▶ Objective a
Reproduce every line of the pointing records below, requests included, but shift each pixel coordinate in the answers up by 126. Leave the pictures out of your version.

───── Source

Hiroshima Anniversary

Push, the easiest way to understand the average Japanese of the late 1930s and early 1940s is to imagine them as the average North Koreans of today.

Uninformed peasants, kept in the dark about the rest of the world by a megalomaniac, militaristic government with a monopoly on the news media. In other words, completely unlike us in America.

I certainly wouldn’t make any excuses for the Rape of Nanking, or any other atrocity committed by the Japanese (look, Push, I’m acknowledging that the Japanese did bad stuff! Must have been because you challenged me, you old sonofagun. Not really. I’ve blasted the Japs for Nanking and Shanghai and Manchuria and Taiwan and Bataan, to their faces, in their own language, for the last two decades) but let’s face it: soldiers do atrocious stuff in war. As any real combat veteran will attest, if he’s totally honest.

──────────

▶ Objective b
According to the Hiroshima anniversary post, for how long has the writer blasted the Japanese for Nanking and the other listed atrocities?

───── Given records

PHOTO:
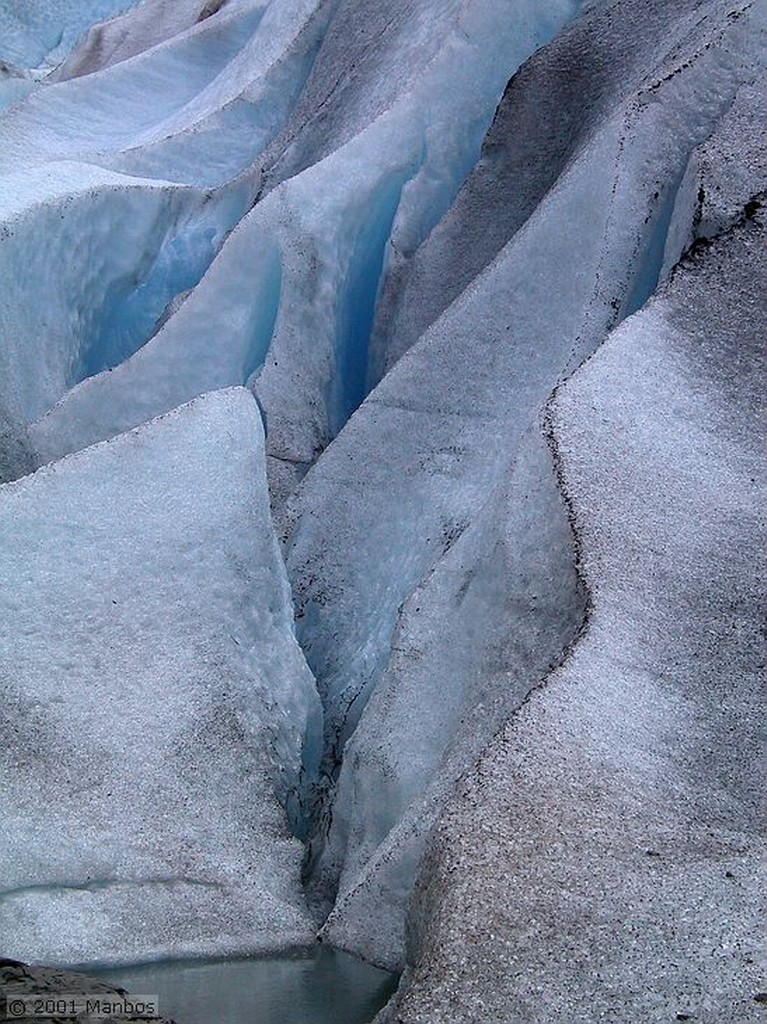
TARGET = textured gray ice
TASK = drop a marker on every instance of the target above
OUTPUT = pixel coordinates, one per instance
(155, 701)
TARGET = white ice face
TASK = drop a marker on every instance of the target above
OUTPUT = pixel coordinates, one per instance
(156, 702)
(401, 227)
(38, 33)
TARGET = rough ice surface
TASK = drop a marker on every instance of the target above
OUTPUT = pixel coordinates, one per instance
(440, 431)
(35, 32)
(402, 227)
(623, 799)
(155, 699)
(321, 239)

──────────

▶ Written reply a
PHOTO:
TARGET = textured gray ice
TASK = drop a marker on every instance of the target above
OUTPUT = pixel coordinates, one per instance
(281, 827)
TARGET = white ice face
TASK = drop a marker on every instance of the target above
OUTPUT = pixel coordinates, one per instance
(282, 828)
(527, 353)
(164, 159)
TARGET = rough ice surface
TASK = drop a marker on every instance of the target above
OUTPUT = pixel coordinates, one per instance
(566, 557)
(161, 158)
(528, 353)
(749, 925)
(281, 825)
(447, 365)

▶ Written reply b
For the last two decades.